[Dataset entries]
* * * * *

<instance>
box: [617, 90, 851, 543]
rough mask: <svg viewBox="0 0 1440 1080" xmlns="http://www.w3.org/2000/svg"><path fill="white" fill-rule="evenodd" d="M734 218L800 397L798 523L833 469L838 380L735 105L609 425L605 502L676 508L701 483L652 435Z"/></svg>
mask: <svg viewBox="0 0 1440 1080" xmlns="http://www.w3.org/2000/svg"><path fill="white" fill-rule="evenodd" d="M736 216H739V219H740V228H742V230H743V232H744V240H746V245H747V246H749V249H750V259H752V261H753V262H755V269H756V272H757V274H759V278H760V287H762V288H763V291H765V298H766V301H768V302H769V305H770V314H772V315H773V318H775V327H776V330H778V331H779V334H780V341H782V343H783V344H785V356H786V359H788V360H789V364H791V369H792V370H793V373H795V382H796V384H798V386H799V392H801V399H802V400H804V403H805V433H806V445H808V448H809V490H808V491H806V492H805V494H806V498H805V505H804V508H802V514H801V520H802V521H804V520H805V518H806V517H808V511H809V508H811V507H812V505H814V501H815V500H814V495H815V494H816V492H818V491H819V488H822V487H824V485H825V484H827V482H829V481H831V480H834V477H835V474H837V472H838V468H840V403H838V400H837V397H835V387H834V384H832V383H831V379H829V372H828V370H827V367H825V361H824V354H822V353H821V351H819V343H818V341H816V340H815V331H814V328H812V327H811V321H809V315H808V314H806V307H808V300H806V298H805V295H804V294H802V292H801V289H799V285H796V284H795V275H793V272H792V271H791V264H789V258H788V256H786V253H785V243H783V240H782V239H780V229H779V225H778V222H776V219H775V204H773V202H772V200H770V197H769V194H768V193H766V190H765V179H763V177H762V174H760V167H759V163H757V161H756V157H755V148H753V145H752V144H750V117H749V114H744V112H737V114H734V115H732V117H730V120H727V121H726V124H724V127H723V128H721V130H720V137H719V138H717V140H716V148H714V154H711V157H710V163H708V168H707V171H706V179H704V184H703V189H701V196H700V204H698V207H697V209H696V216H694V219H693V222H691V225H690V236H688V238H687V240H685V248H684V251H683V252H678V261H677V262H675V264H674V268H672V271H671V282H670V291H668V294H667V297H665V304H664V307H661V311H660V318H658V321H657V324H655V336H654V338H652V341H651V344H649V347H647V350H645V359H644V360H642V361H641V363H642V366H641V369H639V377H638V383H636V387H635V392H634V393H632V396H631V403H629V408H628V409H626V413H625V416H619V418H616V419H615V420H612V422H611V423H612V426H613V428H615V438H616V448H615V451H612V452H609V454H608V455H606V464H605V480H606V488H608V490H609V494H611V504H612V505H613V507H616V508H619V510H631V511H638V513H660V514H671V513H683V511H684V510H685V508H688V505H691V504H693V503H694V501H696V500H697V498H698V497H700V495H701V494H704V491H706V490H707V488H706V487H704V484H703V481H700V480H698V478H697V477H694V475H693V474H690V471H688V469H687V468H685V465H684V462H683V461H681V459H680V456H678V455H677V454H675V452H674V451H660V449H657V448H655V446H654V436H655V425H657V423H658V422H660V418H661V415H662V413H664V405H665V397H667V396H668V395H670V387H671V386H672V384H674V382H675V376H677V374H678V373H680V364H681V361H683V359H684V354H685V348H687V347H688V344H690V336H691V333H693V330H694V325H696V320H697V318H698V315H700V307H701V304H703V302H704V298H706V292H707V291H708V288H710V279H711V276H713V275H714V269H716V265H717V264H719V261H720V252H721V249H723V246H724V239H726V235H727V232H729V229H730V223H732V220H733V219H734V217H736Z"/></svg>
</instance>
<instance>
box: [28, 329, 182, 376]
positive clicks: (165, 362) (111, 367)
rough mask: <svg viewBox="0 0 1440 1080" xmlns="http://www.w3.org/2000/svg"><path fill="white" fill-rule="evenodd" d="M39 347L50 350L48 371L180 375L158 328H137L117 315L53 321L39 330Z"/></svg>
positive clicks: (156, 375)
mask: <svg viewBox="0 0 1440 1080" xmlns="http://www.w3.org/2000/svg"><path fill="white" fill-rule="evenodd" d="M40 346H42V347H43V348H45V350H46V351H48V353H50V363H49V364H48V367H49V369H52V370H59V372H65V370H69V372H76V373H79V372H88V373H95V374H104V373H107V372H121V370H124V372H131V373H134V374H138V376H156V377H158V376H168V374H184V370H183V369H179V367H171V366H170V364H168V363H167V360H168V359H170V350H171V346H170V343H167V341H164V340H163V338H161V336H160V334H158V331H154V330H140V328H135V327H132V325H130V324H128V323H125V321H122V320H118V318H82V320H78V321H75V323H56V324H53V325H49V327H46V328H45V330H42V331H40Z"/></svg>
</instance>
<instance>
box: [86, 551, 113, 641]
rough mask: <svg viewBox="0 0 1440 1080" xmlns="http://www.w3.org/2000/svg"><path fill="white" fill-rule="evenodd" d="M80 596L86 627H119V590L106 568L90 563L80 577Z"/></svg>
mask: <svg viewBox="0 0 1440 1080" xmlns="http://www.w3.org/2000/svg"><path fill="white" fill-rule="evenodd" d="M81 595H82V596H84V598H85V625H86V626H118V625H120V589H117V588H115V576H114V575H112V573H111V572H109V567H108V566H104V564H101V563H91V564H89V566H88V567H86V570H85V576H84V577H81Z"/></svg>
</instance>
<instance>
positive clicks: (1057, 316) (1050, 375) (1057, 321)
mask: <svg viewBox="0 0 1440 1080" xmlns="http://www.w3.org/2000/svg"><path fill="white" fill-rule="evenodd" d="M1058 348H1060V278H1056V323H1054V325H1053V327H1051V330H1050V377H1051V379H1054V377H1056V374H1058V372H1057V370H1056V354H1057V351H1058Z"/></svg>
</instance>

* * * * *

▶ **Work to be completed**: Reproduce the entire listing above, substituting "coarse mask" for each occurrence of "rough mask" and leaving everything else unchanged.

▶ **Solved problem**:
<instance>
box: [617, 90, 851, 543]
coarse mask: <svg viewBox="0 0 1440 1080" xmlns="http://www.w3.org/2000/svg"><path fill="white" fill-rule="evenodd" d="M734 218L800 397L798 523L833 469L838 380L735 105L609 425L605 502L676 508L701 483L652 435Z"/></svg>
mask: <svg viewBox="0 0 1440 1080" xmlns="http://www.w3.org/2000/svg"><path fill="white" fill-rule="evenodd" d="M736 216H739V219H740V228H742V230H743V232H744V240H746V245H747V246H749V249H750V259H752V261H753V262H755V269H756V272H757V274H759V278H760V287H762V288H763V291H765V298H766V301H768V302H769V305H770V314H772V315H773V318H775V327H776V330H778V331H779V334H780V341H782V343H783V344H785V356H786V359H788V360H789V364H791V369H792V370H793V373H795V382H796V384H798V386H799V392H801V399H802V400H804V403H805V433H806V445H808V448H809V490H808V491H806V492H805V494H806V498H805V505H804V508H802V514H801V520H802V521H804V520H805V518H806V517H808V511H809V508H811V507H812V505H814V501H815V500H814V495H815V494H816V492H818V491H819V488H822V487H824V485H825V484H827V482H829V481H831V480H834V477H835V474H837V472H838V468H840V403H838V400H837V397H835V387H834V384H832V383H831V379H829V372H828V370H827V367H825V361H824V354H822V353H821V351H819V343H818V341H816V340H815V331H814V328H812V327H811V321H809V315H808V314H806V307H808V300H806V298H805V295H804V294H802V292H801V289H799V285H796V284H795V275H793V272H792V271H791V264H789V258H788V256H786V253H785V243H783V240H782V239H780V229H779V225H778V222H776V219H775V204H773V202H772V200H770V197H769V194H768V193H766V190H765V179H763V177H762V174H760V167H759V163H757V161H756V157H755V148H753V145H752V144H750V117H749V114H744V112H737V114H734V115H732V117H730V120H727V121H726V124H724V127H723V128H721V130H720V137H719V138H717V140H716V148H714V154H711V157H710V163H708V168H707V171H706V179H704V184H703V189H701V196H700V204H698V207H697V209H696V216H694V219H693V222H691V225H690V236H688V238H687V240H685V248H684V251H683V252H678V261H677V262H675V264H674V268H672V271H671V282H670V291H668V294H667V297H665V304H664V307H661V311H660V318H658V321H657V324H655V336H654V338H652V341H651V344H649V347H647V350H645V359H644V360H642V361H641V363H642V366H641V369H639V377H638V383H636V387H635V392H634V393H632V396H631V403H629V408H628V409H626V413H625V416H619V418H616V419H615V420H612V422H611V423H612V426H613V428H615V438H616V448H615V451H612V452H609V454H608V455H606V464H605V480H606V488H608V490H609V494H611V504H612V505H613V507H616V508H619V510H631V511H638V513H660V514H671V513H683V511H684V510H685V508H688V505H691V504H693V503H694V501H696V500H697V498H698V497H700V495H701V494H704V491H706V490H707V488H706V487H704V484H703V481H700V480H698V478H697V477H694V475H693V474H690V471H688V469H687V468H685V465H684V462H683V461H681V459H680V456H678V455H677V454H675V452H674V451H660V449H657V448H655V446H654V436H655V425H657V423H658V422H660V418H661V415H662V413H664V405H665V397H667V396H668V395H670V387H671V386H672V384H674V382H675V376H677V374H678V373H680V364H681V361H683V359H684V354H685V348H687V347H688V344H690V336H691V333H693V330H694V325H696V320H697V318H698V315H700V307H701V304H703V302H704V298H706V292H707V291H708V288H710V279H711V276H713V275H714V269H716V265H717V264H719V261H720V252H721V249H723V246H724V239H726V235H727V232H729V229H730V223H732V220H733V219H734V217H736Z"/></svg>
</instance>
<instance>
box: [28, 329, 182, 376]
positive clicks: (165, 362) (111, 367)
coarse mask: <svg viewBox="0 0 1440 1080" xmlns="http://www.w3.org/2000/svg"><path fill="white" fill-rule="evenodd" d="M39 347L50 350L48 371L180 375L158 328H137L117 315L53 321L39 330Z"/></svg>
positive clicks: (156, 375)
mask: <svg viewBox="0 0 1440 1080" xmlns="http://www.w3.org/2000/svg"><path fill="white" fill-rule="evenodd" d="M40 346H42V347H43V348H45V350H46V351H48V353H50V363H49V364H48V367H49V369H52V370H59V372H65V370H69V372H76V373H79V372H88V373H95V374H104V373H107V372H121V370H124V372H131V373H134V374H138V376H156V377H158V376H168V374H184V370H183V369H179V367H171V366H170V364H168V363H167V360H168V359H170V350H171V346H170V343H167V341H164V340H163V338H161V336H160V334H158V331H154V330H140V328H135V327H132V325H130V324H128V323H125V321H122V320H118V318H82V320H78V321H75V323H56V324H53V325H49V327H46V328H45V330H42V331H40Z"/></svg>
</instance>
<instance>
box: [86, 551, 113, 641]
coarse mask: <svg viewBox="0 0 1440 1080" xmlns="http://www.w3.org/2000/svg"><path fill="white" fill-rule="evenodd" d="M80 596L86 627H119V590L106 568L90 563L80 577Z"/></svg>
mask: <svg viewBox="0 0 1440 1080" xmlns="http://www.w3.org/2000/svg"><path fill="white" fill-rule="evenodd" d="M81 595H82V596H84V598H85V625H86V626H118V625H120V589H117V588H115V576H114V575H112V573H111V572H109V567H108V566H104V564H101V563H91V564H89V566H88V567H86V570H85V576H84V577H81Z"/></svg>
</instance>
<instance>
positive clicks: (1057, 316) (1050, 375) (1057, 321)
mask: <svg viewBox="0 0 1440 1080" xmlns="http://www.w3.org/2000/svg"><path fill="white" fill-rule="evenodd" d="M1058 348H1060V278H1056V323H1054V325H1053V327H1051V330H1050V377H1051V379H1054V377H1056V374H1058V372H1057V370H1056V354H1057V351H1058Z"/></svg>
</instance>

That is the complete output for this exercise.